• [Your objective]
Extract the full set of records, then give each one again exactly.

• [Data excerpts]
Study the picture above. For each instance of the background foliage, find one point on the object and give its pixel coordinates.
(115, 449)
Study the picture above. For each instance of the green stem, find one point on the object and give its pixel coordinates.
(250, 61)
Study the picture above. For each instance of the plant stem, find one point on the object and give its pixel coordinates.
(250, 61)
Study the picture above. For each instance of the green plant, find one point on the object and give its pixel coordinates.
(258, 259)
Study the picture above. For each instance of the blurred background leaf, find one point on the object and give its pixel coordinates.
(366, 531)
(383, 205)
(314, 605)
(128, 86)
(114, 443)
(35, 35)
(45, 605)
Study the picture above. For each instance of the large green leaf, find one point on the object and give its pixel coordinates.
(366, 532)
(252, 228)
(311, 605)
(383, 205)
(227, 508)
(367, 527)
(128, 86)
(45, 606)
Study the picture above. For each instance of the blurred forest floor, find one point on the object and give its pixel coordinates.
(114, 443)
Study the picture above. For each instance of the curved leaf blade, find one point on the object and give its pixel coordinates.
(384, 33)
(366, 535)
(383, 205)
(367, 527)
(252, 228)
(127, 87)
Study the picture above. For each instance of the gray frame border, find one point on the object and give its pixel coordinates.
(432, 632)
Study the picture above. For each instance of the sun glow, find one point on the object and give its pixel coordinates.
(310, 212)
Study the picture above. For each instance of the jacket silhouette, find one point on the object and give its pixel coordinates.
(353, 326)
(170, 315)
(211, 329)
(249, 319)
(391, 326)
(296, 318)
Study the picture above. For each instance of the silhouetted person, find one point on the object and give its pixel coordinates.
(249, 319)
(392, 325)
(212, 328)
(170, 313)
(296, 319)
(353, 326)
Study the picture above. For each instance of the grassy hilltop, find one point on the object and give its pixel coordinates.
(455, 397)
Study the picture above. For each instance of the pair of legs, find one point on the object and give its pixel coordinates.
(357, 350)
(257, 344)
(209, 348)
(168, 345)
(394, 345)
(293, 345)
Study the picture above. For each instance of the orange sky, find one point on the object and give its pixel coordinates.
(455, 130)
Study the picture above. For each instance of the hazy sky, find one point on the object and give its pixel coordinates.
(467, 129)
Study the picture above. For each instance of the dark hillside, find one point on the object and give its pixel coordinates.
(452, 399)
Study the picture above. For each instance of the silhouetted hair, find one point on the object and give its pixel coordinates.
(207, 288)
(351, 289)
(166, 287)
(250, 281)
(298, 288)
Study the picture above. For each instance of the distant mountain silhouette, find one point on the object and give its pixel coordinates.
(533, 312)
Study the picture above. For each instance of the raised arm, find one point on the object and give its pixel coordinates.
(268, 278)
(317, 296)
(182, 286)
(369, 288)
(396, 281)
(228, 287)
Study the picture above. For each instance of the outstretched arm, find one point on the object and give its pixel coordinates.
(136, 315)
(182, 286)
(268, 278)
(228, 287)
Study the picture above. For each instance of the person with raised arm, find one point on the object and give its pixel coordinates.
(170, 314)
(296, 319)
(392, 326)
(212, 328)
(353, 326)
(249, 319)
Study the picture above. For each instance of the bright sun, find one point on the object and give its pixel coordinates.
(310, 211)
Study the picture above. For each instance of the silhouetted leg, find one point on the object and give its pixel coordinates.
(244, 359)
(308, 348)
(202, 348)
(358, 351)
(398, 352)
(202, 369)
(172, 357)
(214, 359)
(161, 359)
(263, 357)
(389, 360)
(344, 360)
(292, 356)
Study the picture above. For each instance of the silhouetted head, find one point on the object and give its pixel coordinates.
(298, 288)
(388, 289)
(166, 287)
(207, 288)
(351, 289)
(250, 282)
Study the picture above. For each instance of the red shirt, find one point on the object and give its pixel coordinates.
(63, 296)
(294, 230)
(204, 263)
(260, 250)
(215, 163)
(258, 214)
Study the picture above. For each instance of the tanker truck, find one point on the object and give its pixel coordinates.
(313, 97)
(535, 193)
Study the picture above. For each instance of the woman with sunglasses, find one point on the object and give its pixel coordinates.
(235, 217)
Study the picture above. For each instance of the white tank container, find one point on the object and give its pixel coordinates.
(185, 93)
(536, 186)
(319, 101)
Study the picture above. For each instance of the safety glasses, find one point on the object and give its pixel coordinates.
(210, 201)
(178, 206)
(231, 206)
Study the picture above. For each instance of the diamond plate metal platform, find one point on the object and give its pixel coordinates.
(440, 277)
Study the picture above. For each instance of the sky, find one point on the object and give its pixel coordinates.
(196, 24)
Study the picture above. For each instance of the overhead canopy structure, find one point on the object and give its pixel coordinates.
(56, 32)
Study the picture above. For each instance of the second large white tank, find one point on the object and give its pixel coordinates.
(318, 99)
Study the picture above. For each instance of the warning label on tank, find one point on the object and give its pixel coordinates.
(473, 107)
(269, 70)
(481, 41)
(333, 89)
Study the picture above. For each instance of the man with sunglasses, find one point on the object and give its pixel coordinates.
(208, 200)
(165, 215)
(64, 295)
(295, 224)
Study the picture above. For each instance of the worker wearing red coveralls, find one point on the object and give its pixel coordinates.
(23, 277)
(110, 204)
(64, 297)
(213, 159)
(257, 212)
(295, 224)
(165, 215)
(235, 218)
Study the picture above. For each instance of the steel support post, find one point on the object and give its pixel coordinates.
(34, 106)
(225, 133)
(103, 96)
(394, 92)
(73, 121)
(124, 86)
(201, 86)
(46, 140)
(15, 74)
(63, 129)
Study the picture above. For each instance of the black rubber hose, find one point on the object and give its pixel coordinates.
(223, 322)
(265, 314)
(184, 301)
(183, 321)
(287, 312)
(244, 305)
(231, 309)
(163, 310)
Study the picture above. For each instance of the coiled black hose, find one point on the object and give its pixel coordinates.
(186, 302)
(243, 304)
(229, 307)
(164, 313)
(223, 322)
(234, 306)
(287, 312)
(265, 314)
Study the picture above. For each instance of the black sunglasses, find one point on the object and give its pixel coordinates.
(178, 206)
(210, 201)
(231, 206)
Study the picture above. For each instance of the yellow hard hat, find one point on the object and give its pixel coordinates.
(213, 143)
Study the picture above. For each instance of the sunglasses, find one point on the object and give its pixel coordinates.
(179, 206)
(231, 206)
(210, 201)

• [Solution to this problem]
Study the picture above. For each instance of the background foliage, find one point on the object and give its pixel coordinates.
(115, 449)
Study the picture above. For each instance of the green stem, find one point on the object and give its pixel coordinates.
(250, 61)
Study the picture above. For each instance of the plant stem, find one point on the object and give its pixel coordinates.
(250, 61)
Study the picture above. For each instance of the green plant, find one point on the object and give its pixel coordinates.
(258, 259)
Study the picture above. For each instance of the blurred background leaf, find one point on the object and give its pixel coordinates.
(366, 531)
(383, 205)
(314, 605)
(128, 86)
(114, 443)
(35, 35)
(45, 605)
Study the picture above. For each instance of the large green leaf, find one point on the object and give its pixel coordinates.
(366, 532)
(252, 228)
(311, 605)
(383, 205)
(227, 508)
(367, 527)
(128, 86)
(45, 606)
Study the picture above. For each instance of the blurred forest floor, find one point on the object and give its pixel coordinates.
(114, 443)
Study the picture above. For each instance of the curved leaf blade, find one point on the object and give its pixel coordinates.
(384, 33)
(366, 535)
(383, 205)
(367, 527)
(252, 228)
(127, 87)
Study the picture above. For each instance of the gray frame border, find one point on the object and give its pixel coordinates.
(432, 632)
Study the picture above. For each instance of the sun glow, find one point on the object and give its pixel coordinates.
(310, 212)
Study the picture above. For each instance of the jacket silhouette, find one point on the object and give its pixel coordinates.
(353, 326)
(170, 315)
(211, 329)
(249, 319)
(391, 326)
(296, 318)
Study the picture above. For each instance of the silhouetted person, find one point on the object and give its pixel coordinates.
(249, 319)
(392, 325)
(212, 328)
(170, 313)
(296, 319)
(353, 326)
Study the picture above. For each instance of the grassy hilltop, find one point on the object and give its pixel coordinates.
(455, 397)
Study the picture above. For each instance of the pair of legs, find one point on the object and give its pixel coordinates.
(357, 350)
(257, 344)
(209, 348)
(168, 345)
(394, 345)
(293, 345)
Study the picture above. For each instance of the orange sky, find one point on the object and give its pixel coordinates.
(455, 130)
Study the picture above. For each instance of the hazy sky, find one point on the object and give its pixel coordinates.
(467, 129)
Study the picture above. For each instance of the dark hillside, find one point on the object and give its pixel coordinates.
(452, 399)
Study the picture above. For each instance of the silhouetted hair, find one point on the object and give its pixel coordinates.
(207, 288)
(351, 289)
(166, 287)
(250, 281)
(298, 288)
Study the picture above. For each instance of the distant mountain silhouette, find one point on the object and give its pixel coordinates.
(533, 312)
Study the picture above. For each instance of the raised arm, find one point on the object and give its pixel coordinates.
(268, 278)
(317, 296)
(182, 286)
(369, 288)
(396, 281)
(228, 287)
Study the picture above. For each instance of the outstretched arm, find one point on the object and give its pixel coordinates.
(136, 315)
(182, 286)
(268, 278)
(228, 287)
Study the picture above. For each instance of the person with raised arm, find one point on the object and give its pixel coordinates.
(170, 314)
(296, 319)
(392, 326)
(212, 328)
(353, 326)
(249, 319)
Study the picture above. For each instance of the bright sun, find one point on the object and give its pixel coordinates.
(310, 211)
Study the picture above. For each instance of the silhouetted leg, find one point on the object and give its pixel coordinates.
(244, 359)
(308, 348)
(202, 348)
(358, 351)
(398, 352)
(202, 369)
(172, 357)
(214, 359)
(161, 359)
(263, 357)
(389, 360)
(344, 360)
(292, 356)
Study the picture above. For each instance of the silhouetted head, find one point on the object and give its pixel coordinates.
(298, 288)
(388, 289)
(166, 287)
(207, 288)
(351, 289)
(250, 282)
Study the picture above. For each instance of the red shirt, find one point on the object and give its pixel coordinates.
(63, 296)
(294, 230)
(204, 263)
(260, 250)
(215, 163)
(258, 214)
Study the picture above. For each instance of the tanker truck, find one point on the object and give its pixel coordinates.
(313, 97)
(535, 193)
Study the picture above. For each instance of the woman with sunglasses, find one point on the object and give its pixel coordinates.
(235, 217)
Study the picture above. For each instance of the white tank container, find one point on the object and give its pixel coordinates.
(185, 93)
(536, 186)
(319, 101)
Study the picture above. For each instance of the safety glasses, find one point on the object and give its pixel coordinates.
(210, 201)
(178, 206)
(231, 206)
Study the picture above. For each instance of the diamond plate metal platform, find one point on the object and give its pixel coordinates.
(440, 277)
Study the picture above. For each instance of the sky, find one point on the object and give its pixel coordinates.
(196, 24)
Study the picture above. For each instance of the overhead canopy structure, find one point on the object and give its pixel coordinates.
(56, 32)
Study the picture above. For each instance of the second large white tank, find one point on the object and give its pixel coordinates.
(318, 99)
Study the picture above. For each instance of the warning label on tank, find one point on the object and give its pixel coordinates.
(473, 107)
(269, 70)
(481, 41)
(333, 89)
Study the picture above. For each instance of the man with sunglasses, find one point on the object and give its pixel coordinates.
(208, 200)
(165, 215)
(64, 295)
(295, 224)
Study the picture above. For each instance of the worker wearing red coveralls, find one point on the object and give its pixel coordinates.
(23, 277)
(110, 204)
(64, 297)
(213, 159)
(257, 212)
(295, 224)
(165, 215)
(235, 218)
Study the picture above. For each instance of the steel support post, find one point on the object and give its pixel coordinates.
(34, 106)
(225, 133)
(103, 96)
(394, 92)
(73, 121)
(124, 86)
(201, 86)
(46, 140)
(15, 74)
(63, 129)
Study the picture above. For each instance of the black rubber hose, find one point on the object and give its pixel coordinates.
(223, 322)
(265, 314)
(184, 301)
(183, 321)
(287, 312)
(244, 305)
(231, 309)
(163, 310)
Study the picture above. For each instance of the coiled black hose, find one point on the object and give its pixel coordinates.
(186, 302)
(243, 304)
(229, 307)
(164, 313)
(223, 322)
(234, 306)
(287, 312)
(265, 314)
Study the picture above. For each instance of the black sunglasses, find one point on the object and give its pixel coordinates.
(178, 206)
(210, 201)
(231, 206)
Study the picture above. For each instance of the yellow hard hat, find one point on the object and give its pixel coordinates.
(213, 143)
Study the picture above. For each instance of the sunglasses, find one point on the object and give its pixel coordinates.
(179, 206)
(231, 206)
(210, 201)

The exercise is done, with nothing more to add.